## Instructions for the task
Rename "actual" to "expected" everywhere in these records and leave every other part of the lines unchanged.

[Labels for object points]

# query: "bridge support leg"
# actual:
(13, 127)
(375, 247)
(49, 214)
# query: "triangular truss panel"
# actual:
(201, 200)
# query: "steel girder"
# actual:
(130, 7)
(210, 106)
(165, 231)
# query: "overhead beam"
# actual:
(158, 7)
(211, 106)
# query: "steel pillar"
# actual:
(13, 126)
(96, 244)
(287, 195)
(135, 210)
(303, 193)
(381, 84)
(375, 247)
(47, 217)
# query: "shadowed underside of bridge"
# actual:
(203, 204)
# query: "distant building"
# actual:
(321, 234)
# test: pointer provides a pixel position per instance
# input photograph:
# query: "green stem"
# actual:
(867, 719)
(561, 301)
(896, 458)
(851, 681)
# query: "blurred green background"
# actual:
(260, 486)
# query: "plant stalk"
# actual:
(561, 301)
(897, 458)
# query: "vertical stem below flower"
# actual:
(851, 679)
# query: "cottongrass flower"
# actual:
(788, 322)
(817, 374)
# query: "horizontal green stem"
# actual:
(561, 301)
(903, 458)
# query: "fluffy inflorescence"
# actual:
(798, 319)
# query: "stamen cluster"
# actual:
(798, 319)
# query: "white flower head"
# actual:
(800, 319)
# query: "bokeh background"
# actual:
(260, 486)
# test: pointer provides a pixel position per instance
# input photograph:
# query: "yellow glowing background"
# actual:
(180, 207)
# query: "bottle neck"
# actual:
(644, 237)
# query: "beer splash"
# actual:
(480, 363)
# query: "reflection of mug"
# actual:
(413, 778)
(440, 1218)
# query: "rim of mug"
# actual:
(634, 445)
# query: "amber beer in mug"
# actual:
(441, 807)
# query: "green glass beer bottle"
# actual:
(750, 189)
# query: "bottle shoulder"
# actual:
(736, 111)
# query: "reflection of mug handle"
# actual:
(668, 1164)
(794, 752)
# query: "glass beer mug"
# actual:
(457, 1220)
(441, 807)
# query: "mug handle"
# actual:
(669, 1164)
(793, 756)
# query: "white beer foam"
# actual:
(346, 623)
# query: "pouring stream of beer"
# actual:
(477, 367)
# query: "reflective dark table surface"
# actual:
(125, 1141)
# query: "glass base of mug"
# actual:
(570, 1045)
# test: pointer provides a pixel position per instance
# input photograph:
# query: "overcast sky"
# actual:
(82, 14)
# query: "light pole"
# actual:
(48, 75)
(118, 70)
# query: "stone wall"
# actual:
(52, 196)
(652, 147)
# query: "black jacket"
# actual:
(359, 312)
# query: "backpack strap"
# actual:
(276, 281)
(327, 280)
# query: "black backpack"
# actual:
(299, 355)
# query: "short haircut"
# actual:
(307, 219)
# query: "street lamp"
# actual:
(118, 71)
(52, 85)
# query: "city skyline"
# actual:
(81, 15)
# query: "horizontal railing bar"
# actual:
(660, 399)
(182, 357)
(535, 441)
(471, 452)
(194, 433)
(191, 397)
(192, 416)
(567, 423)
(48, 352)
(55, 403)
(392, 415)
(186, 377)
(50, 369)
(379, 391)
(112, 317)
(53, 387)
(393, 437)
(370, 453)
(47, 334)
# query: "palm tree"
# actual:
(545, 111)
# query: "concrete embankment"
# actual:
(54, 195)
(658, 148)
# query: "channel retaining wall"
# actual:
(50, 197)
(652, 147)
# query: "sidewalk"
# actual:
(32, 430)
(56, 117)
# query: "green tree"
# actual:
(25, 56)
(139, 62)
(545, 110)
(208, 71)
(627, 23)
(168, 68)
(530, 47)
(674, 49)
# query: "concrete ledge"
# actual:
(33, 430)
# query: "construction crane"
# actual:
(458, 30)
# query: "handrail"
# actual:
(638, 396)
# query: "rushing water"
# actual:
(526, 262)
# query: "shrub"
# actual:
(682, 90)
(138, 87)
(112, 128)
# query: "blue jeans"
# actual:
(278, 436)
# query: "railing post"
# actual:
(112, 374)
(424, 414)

## Task output
# query: "bridge support leg"
# expected:
(13, 127)
(375, 247)
(49, 214)
# query: "triangular truss panel"
# expected:
(201, 200)
# query: "steel girder"
# expected:
(130, 7)
(210, 106)
(165, 231)
# query: "overhead beam"
# expected:
(158, 7)
(211, 106)
# query: "steel pillar"
# expected:
(13, 126)
(96, 244)
(287, 195)
(135, 210)
(303, 193)
(381, 84)
(375, 247)
(47, 217)
# query: "shadowed underside of bridge"
# expected:
(203, 204)
# query: "distant building"
# expected:
(321, 234)
# test: pointer provides a pixel position per instance
# input photograph:
# query: "green stem"
# expected:
(867, 719)
(561, 301)
(896, 458)
(851, 681)
# query: "blurred green background"
# expected:
(260, 486)
# query: "plant stalk"
# expected:
(561, 301)
(897, 458)
# query: "vertical stem below flower"
# expected:
(851, 679)
# query: "cottongrass flower"
# expected:
(788, 322)
(817, 374)
# query: "horizontal green stem"
# expected:
(561, 301)
(903, 458)
# query: "fluffy inflorescence"
# expected:
(798, 319)
# query: "stamen cluster"
# expected:
(798, 319)
# query: "white flower head"
# expected:
(800, 319)
# query: "bokeh background"
# expected:
(260, 486)
# test: pointer provides a pixel position per instance
# input photograph:
# query: "yellow glowing background"
# expected:
(180, 207)
# query: "bottle neck"
# expected:
(644, 237)
# query: "beer splash"
# expected:
(480, 363)
# query: "reflection of mug"
# expected:
(413, 778)
(440, 1218)
# query: "rim of mug"
# expected:
(634, 445)
# query: "amber beer in mug"
# expected:
(441, 807)
# query: "green glass beer bottle"
# expected:
(750, 189)
# query: "bottle shoulder"
# expected:
(736, 111)
# query: "reflection of mug handle"
# expected:
(668, 1164)
(794, 752)
# query: "glass beer mug"
# expected:
(457, 1220)
(441, 807)
# query: "mug handle"
# expected:
(669, 1164)
(793, 756)
# query: "white beer foam"
# expected:
(346, 623)
# query: "pouring stream of beer"
# expected:
(477, 367)
# query: "reflective dark table surface"
# expected:
(125, 1141)
# query: "glass base of mug"
# expected:
(570, 1045)
# test: pointer provides a pixel position per instance
# input photograph:
# query: "overcast sky"
# expected:
(82, 14)
# query: "light pole"
# expected:
(48, 75)
(118, 70)
# query: "stone wall"
# expected:
(52, 196)
(652, 147)
# query: "black jacket"
# expected:
(359, 312)
# query: "backpack strap"
# expected:
(276, 281)
(327, 280)
# query: "black backpack"
# expected:
(299, 355)
# query: "short haircut"
# expected:
(307, 219)
# query: "street lamp"
# expected:
(118, 71)
(52, 85)
# query: "city skyline"
# expected:
(81, 15)
# query: "horizontal railing bar"
# expected:
(660, 399)
(182, 357)
(535, 441)
(471, 452)
(194, 433)
(191, 397)
(192, 416)
(567, 423)
(48, 352)
(55, 403)
(392, 415)
(186, 377)
(50, 369)
(379, 391)
(112, 317)
(53, 387)
(393, 437)
(370, 453)
(47, 334)
# query: "palm tree"
# expected:
(545, 111)
# query: "concrete embankment"
# expected:
(54, 195)
(658, 148)
# query: "channel retaining wall"
# expected:
(50, 197)
(652, 147)
# query: "sidewalk"
# expected:
(32, 430)
(56, 117)
# query: "green tree"
# expected:
(25, 56)
(139, 62)
(545, 110)
(208, 71)
(627, 23)
(168, 68)
(530, 47)
(674, 49)
# query: "concrete ledge"
# expected:
(33, 430)
# query: "construction crane"
# expected:
(458, 30)
# query: "handrail"
# expected:
(638, 396)
# query: "rushing water"
# expected:
(526, 262)
# query: "shrub"
# expected:
(682, 90)
(138, 87)
(112, 128)
# query: "blue jeans"
# expected:
(278, 436)
# query: "railing post"
# expected:
(112, 374)
(424, 414)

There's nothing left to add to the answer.